>>>
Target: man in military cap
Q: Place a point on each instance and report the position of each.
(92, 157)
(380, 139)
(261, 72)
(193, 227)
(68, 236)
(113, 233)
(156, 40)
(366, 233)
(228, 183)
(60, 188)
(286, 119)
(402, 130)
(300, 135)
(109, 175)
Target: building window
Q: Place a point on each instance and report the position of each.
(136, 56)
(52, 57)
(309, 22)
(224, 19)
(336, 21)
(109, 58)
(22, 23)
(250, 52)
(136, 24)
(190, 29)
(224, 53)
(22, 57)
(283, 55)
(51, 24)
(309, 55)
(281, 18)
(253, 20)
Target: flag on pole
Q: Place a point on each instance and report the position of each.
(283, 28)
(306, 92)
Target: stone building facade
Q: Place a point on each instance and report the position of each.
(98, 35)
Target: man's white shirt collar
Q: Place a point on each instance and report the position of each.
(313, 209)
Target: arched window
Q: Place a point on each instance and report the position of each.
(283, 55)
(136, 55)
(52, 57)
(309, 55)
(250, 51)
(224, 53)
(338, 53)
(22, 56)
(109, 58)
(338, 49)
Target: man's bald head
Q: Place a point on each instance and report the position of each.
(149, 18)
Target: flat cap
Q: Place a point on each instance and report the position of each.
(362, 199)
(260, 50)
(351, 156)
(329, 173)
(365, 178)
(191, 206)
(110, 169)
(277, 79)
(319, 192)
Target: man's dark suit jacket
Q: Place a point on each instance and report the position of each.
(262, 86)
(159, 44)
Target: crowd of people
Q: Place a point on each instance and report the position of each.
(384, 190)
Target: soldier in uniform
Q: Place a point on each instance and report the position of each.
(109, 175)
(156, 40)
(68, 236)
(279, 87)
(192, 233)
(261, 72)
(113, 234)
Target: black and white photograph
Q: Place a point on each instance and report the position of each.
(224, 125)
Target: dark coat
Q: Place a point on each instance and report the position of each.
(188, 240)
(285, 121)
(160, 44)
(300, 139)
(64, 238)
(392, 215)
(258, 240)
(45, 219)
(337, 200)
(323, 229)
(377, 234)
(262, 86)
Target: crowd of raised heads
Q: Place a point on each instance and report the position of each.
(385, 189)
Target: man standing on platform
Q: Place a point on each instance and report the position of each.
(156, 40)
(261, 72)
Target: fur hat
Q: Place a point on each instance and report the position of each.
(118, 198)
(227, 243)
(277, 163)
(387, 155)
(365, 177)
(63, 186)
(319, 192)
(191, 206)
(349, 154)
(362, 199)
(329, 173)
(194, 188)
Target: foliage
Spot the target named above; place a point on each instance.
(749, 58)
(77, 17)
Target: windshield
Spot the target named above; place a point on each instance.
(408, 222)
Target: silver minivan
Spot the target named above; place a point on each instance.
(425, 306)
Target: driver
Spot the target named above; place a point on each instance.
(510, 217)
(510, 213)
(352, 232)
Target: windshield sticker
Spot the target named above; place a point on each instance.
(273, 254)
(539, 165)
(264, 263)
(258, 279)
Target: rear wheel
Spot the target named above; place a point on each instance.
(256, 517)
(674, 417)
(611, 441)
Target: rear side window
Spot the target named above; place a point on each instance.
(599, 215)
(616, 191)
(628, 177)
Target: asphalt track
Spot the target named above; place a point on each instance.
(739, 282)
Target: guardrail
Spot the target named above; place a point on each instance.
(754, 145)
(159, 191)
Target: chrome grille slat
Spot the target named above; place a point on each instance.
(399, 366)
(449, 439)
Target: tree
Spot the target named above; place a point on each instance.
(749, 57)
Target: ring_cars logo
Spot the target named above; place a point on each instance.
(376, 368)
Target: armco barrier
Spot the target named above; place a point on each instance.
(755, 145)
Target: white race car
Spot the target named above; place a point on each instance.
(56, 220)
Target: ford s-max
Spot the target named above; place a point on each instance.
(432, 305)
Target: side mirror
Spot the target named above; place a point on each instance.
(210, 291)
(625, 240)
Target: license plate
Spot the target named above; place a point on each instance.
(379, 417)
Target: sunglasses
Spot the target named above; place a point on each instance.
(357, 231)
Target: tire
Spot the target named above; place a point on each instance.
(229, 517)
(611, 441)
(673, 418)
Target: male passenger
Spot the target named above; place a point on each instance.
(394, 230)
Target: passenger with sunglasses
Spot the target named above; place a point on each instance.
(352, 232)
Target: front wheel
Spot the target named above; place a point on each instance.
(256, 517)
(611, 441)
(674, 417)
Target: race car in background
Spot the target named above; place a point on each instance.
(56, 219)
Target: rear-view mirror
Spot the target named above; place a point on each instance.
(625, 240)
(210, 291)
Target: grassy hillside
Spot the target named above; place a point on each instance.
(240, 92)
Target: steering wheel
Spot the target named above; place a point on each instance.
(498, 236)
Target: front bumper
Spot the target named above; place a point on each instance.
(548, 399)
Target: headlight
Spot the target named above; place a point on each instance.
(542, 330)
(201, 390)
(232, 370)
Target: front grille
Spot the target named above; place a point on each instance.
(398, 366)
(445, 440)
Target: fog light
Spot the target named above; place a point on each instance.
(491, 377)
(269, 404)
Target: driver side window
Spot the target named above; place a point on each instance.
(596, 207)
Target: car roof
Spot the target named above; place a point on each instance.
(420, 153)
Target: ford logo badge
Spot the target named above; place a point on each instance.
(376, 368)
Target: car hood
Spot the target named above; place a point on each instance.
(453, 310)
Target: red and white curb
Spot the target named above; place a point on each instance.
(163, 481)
<<<
■ WHAT IS EXPECTED
Restate, word for word, the listing above from its first line through the line that contains "Target: building window", keeping both of those lines.

■ SOLUTION FOR THIS TASK
Target: man in military cap
Q: Place a point on each instance and report the position of each.
(92, 157)
(380, 139)
(261, 72)
(193, 227)
(68, 236)
(113, 233)
(156, 40)
(366, 233)
(228, 183)
(60, 188)
(286, 119)
(402, 130)
(300, 135)
(109, 175)
Target: building window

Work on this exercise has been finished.